* [Action item]:
Below are some records. Repeat exactly the lines from the one containing "the front grille." through the final line.

* [Data listing]:
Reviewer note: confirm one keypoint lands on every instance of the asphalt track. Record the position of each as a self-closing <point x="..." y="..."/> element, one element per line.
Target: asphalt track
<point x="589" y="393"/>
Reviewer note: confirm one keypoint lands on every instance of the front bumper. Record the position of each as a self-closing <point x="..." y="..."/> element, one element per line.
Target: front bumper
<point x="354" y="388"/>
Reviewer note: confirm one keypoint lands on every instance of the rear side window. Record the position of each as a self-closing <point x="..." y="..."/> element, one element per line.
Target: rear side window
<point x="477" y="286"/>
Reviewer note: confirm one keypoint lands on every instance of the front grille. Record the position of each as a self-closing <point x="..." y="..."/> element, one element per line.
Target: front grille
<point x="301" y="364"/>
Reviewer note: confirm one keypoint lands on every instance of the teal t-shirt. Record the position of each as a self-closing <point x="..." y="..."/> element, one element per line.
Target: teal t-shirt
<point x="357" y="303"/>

* [Solution]:
Reviewer note: confirm one keypoint lands on every instance of the front grille. Record the position of each as a self-closing <point x="..." y="..."/> element, one element per line.
Target: front grille
<point x="301" y="364"/>
Reviewer note: confirm one keypoint lands on every instance of the teal t-shirt. Record the position of each as a self-closing <point x="..." y="..."/> element, one element per line.
Target: teal t-shirt
<point x="357" y="303"/>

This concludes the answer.